## Start

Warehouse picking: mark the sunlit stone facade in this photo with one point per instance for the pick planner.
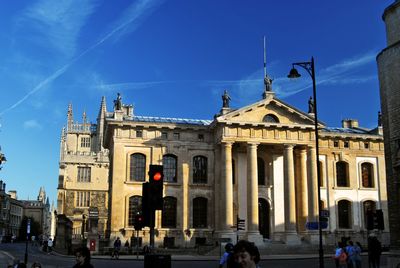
(256, 163)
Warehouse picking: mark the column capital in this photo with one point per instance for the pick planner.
(251, 144)
(289, 145)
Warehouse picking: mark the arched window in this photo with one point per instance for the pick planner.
(367, 171)
(321, 172)
(345, 215)
(261, 171)
(342, 174)
(200, 212)
(170, 170)
(270, 118)
(199, 169)
(138, 167)
(135, 207)
(168, 219)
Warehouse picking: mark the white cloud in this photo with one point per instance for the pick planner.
(59, 22)
(135, 12)
(32, 124)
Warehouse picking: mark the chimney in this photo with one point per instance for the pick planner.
(349, 123)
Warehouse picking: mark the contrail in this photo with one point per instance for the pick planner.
(142, 6)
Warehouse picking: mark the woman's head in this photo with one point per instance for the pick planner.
(246, 254)
(82, 255)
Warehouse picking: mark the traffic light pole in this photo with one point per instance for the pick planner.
(152, 223)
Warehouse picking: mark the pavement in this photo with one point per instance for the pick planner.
(7, 259)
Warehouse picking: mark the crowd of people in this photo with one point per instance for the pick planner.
(349, 254)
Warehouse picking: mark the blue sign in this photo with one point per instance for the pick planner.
(313, 225)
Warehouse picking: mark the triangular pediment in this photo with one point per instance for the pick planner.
(268, 111)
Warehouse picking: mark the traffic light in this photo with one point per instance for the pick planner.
(379, 220)
(139, 222)
(240, 224)
(370, 219)
(156, 187)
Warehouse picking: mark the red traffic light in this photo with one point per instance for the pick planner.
(157, 176)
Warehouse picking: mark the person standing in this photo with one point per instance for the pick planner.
(82, 255)
(50, 245)
(246, 254)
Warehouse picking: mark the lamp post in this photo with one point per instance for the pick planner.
(309, 67)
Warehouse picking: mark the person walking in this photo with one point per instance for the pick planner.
(246, 254)
(227, 258)
(357, 255)
(82, 255)
(340, 256)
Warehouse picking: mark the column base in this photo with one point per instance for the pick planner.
(226, 236)
(292, 238)
(313, 237)
(255, 237)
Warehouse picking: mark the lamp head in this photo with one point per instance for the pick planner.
(293, 73)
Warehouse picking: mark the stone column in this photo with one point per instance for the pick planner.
(301, 188)
(290, 196)
(312, 185)
(226, 187)
(252, 188)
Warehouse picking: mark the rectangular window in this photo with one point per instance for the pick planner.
(84, 174)
(201, 137)
(85, 142)
(83, 199)
(336, 144)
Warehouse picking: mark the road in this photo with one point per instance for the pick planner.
(17, 250)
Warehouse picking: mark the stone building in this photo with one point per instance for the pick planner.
(39, 210)
(256, 163)
(389, 69)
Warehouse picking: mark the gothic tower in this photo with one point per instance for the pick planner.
(389, 79)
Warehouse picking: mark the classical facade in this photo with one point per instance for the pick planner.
(389, 69)
(256, 163)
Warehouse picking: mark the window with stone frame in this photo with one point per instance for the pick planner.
(321, 172)
(170, 168)
(84, 174)
(200, 169)
(367, 175)
(135, 207)
(270, 118)
(85, 142)
(342, 174)
(168, 216)
(137, 167)
(200, 212)
(344, 214)
(369, 206)
(83, 199)
(261, 171)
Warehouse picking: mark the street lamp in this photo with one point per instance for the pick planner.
(309, 67)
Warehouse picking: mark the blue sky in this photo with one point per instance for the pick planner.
(173, 59)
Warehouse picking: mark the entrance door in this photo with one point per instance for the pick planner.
(263, 217)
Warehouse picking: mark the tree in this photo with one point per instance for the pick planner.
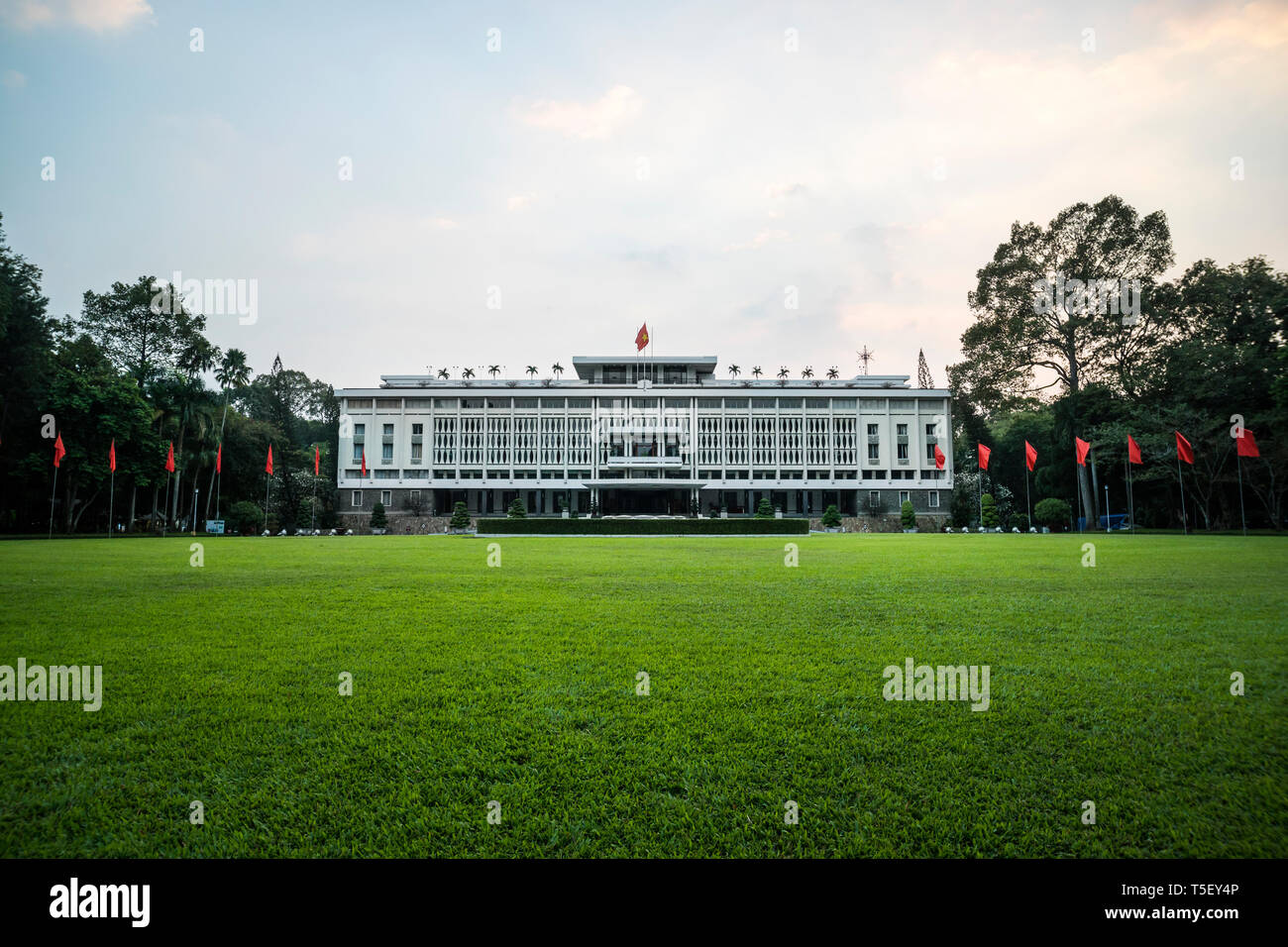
(1030, 316)
(1052, 513)
(988, 512)
(923, 379)
(460, 517)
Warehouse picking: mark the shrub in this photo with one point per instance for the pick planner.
(460, 517)
(644, 527)
(1052, 513)
(988, 513)
(246, 518)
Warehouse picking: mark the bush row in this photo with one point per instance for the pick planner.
(644, 527)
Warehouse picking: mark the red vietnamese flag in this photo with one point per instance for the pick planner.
(1247, 445)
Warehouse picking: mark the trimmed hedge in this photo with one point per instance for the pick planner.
(644, 527)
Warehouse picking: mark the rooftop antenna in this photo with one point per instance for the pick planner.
(866, 356)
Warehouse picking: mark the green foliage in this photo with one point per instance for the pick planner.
(601, 772)
(988, 512)
(1052, 513)
(245, 518)
(645, 527)
(460, 515)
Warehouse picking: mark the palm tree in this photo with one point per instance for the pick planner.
(231, 372)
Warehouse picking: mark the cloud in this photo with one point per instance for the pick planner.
(596, 120)
(99, 16)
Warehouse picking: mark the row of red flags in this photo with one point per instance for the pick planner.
(1245, 445)
(59, 453)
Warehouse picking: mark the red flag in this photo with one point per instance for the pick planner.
(1247, 445)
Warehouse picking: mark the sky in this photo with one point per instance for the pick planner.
(423, 185)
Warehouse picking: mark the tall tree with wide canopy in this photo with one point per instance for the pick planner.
(1018, 350)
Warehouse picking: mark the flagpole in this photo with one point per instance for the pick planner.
(1131, 497)
(1237, 459)
(52, 502)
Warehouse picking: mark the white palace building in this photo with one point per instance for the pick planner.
(644, 436)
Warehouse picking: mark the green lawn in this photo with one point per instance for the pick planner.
(518, 684)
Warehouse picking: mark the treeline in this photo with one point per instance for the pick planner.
(1201, 355)
(136, 372)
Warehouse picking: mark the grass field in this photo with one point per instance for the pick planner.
(518, 684)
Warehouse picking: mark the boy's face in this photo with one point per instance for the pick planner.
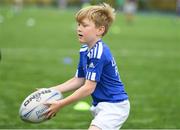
(87, 32)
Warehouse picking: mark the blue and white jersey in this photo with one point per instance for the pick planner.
(98, 64)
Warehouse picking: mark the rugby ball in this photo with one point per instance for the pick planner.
(32, 108)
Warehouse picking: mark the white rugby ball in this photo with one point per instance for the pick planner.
(32, 109)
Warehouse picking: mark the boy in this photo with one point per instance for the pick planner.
(97, 74)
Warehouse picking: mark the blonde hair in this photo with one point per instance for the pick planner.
(101, 15)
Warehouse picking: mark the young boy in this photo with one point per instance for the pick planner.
(97, 74)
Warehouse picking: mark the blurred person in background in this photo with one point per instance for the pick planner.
(85, 3)
(62, 4)
(97, 73)
(130, 7)
(120, 4)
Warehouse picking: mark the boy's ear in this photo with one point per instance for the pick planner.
(100, 30)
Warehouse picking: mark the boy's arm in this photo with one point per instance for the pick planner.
(72, 84)
(84, 91)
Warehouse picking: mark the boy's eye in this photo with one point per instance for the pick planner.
(85, 25)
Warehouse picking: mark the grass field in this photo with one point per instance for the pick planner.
(36, 43)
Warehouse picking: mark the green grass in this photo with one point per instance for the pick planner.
(147, 53)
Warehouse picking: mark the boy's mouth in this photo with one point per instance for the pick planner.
(80, 35)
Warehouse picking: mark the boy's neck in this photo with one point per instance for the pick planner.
(90, 45)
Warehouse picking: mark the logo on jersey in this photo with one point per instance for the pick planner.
(91, 65)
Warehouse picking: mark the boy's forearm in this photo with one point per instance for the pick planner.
(82, 92)
(72, 84)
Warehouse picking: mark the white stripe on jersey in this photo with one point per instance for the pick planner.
(100, 50)
(96, 52)
(91, 76)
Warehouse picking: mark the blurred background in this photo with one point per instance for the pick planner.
(39, 48)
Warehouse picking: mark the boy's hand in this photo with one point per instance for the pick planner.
(54, 107)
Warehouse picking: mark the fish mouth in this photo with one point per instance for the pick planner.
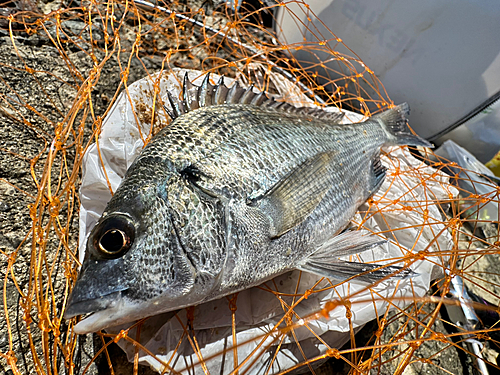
(80, 307)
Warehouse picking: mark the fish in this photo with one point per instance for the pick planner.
(238, 189)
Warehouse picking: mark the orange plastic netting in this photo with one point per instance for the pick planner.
(63, 65)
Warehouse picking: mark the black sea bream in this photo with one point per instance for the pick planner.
(236, 190)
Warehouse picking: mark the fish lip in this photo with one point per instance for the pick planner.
(83, 307)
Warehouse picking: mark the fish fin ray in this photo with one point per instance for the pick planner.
(396, 124)
(205, 95)
(366, 272)
(347, 243)
(378, 175)
(325, 260)
(295, 196)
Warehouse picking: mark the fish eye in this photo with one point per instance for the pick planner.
(113, 241)
(114, 236)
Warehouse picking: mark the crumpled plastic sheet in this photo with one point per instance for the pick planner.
(475, 178)
(258, 311)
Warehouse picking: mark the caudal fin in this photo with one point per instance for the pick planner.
(397, 125)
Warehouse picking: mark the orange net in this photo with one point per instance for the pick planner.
(63, 65)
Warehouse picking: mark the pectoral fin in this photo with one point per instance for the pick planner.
(324, 262)
(294, 197)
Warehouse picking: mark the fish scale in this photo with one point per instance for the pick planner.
(229, 195)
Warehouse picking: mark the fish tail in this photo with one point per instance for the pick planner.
(396, 125)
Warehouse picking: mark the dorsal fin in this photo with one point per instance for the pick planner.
(205, 95)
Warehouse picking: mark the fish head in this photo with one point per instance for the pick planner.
(158, 247)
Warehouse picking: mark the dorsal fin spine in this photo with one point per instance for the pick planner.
(194, 97)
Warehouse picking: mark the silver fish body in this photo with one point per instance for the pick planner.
(227, 197)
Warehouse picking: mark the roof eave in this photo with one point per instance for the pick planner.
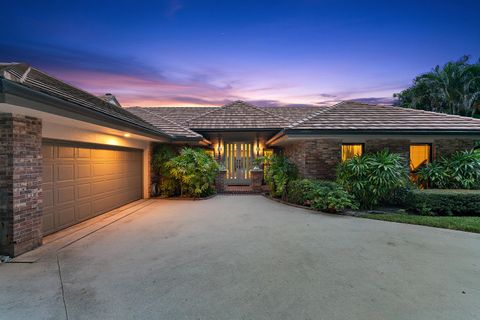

## End

Copy the listing again, starting at the line that contains "Warehouse picking: mark the fish fin" and ending with the last line of the listing. Switch "pick planner" to "route planner" wherever it appears, keep everything else the same, and leave out the pictures.

Solution to the problem:
Warehouse picking: mark the fish fin ray in this photo with one point per instance for the route planner.
(396, 124)
(205, 95)
(366, 272)
(347, 243)
(378, 175)
(325, 260)
(295, 196)
Warehouse picking: mark the fish eye in this photo with one point per instance for the route planner.
(113, 241)
(114, 236)
Warehouse picking: mark the crumpled plastic sheet in this photo with one point per instance for the route planner.
(475, 178)
(258, 311)
Warehouse picking: mark the caudal fin in this photo with one point per instance for the route planner.
(397, 125)
Warehouse picking: mark the orange net in this photo with one point per instance for the route planner.
(63, 65)
Warehouse picking: mark the pectoral fin in this photo with one point per instance for the route planner.
(324, 262)
(294, 197)
Warehouse picking: mark the fish scale in this photo with one point per instance for the route planner.
(229, 195)
Warehouse picking: mark the fish tail in this photo with one point per instance for the route planner.
(396, 125)
Warehouse picking: mark the dorsal fin in this photo with one point per instance for the route planner.
(205, 95)
Warehouse picking: mark the fish head in this photo with one point per instance for the route planner.
(158, 247)
Warehouse picking: mark the dorsal fin spine in this photo with one point per instance for the route planner.
(194, 97)
Warehouse picking: mark the silver fish body in this photo with one point per instance for the route planner.
(227, 197)
Warehouse picking: mark the roof eave in this photo with one point per instance for the route planner.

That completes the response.